Assignment => The output should be the line containing "For the shot-chart build, locate every instance of the curb" and every later line of the records, exactly as written, and nothing else.

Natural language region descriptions
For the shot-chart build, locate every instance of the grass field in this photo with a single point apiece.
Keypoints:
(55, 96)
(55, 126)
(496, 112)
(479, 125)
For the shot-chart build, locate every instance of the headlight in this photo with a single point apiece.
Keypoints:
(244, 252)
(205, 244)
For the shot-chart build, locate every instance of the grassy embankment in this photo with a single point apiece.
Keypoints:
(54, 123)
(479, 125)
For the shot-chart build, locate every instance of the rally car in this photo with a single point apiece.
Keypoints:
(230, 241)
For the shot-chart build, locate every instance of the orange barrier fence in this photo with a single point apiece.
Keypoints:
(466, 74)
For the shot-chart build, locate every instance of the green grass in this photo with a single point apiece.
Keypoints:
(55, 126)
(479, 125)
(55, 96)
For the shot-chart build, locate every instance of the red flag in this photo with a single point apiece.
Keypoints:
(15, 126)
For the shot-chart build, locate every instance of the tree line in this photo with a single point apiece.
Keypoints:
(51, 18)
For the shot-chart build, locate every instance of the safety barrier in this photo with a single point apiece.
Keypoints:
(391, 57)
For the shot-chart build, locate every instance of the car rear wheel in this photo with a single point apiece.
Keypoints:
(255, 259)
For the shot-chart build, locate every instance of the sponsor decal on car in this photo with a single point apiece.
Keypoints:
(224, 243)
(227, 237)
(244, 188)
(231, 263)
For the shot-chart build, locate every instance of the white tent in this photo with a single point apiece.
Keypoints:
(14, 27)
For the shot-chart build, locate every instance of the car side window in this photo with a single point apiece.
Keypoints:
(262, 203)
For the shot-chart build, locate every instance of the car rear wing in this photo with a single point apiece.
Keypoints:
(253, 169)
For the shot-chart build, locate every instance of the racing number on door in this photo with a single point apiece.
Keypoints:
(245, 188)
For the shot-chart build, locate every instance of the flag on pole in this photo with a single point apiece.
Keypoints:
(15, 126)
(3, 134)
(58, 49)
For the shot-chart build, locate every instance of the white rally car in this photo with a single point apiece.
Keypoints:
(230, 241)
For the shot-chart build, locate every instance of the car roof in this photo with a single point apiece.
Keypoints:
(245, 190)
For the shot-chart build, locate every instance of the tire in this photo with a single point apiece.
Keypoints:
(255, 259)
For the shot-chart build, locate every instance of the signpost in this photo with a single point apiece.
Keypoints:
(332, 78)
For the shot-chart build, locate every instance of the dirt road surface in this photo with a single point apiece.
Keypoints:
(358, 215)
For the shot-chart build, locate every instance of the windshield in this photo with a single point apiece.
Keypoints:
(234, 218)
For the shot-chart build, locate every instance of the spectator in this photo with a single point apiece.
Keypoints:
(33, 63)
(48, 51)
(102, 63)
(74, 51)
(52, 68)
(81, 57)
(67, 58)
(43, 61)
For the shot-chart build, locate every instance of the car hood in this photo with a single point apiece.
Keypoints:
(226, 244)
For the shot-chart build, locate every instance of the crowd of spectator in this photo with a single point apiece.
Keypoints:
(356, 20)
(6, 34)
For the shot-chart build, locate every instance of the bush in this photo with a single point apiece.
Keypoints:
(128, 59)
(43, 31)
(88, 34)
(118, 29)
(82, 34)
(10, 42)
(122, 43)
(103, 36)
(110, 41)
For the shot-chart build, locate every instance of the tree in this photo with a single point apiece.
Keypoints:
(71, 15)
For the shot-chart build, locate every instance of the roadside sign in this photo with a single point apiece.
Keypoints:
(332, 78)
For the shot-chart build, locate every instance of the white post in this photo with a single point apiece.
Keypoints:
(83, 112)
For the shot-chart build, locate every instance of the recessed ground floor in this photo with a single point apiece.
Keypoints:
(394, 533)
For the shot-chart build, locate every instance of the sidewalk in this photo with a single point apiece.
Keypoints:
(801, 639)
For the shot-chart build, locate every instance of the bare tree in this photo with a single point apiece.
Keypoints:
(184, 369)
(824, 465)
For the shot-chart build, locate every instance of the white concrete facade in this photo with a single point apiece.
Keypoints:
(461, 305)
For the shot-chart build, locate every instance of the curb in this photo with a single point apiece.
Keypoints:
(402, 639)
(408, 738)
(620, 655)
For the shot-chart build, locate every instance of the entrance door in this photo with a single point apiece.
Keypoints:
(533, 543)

Exercise response =>
For the shot-chart build, locate every instance of the curb in this photo with a single point apiece.
Keypoints:
(402, 639)
(408, 738)
(620, 655)
For the shot-chart build, locate every instance of the entrance door in this photo with a single point apiece.
Keypoints:
(533, 543)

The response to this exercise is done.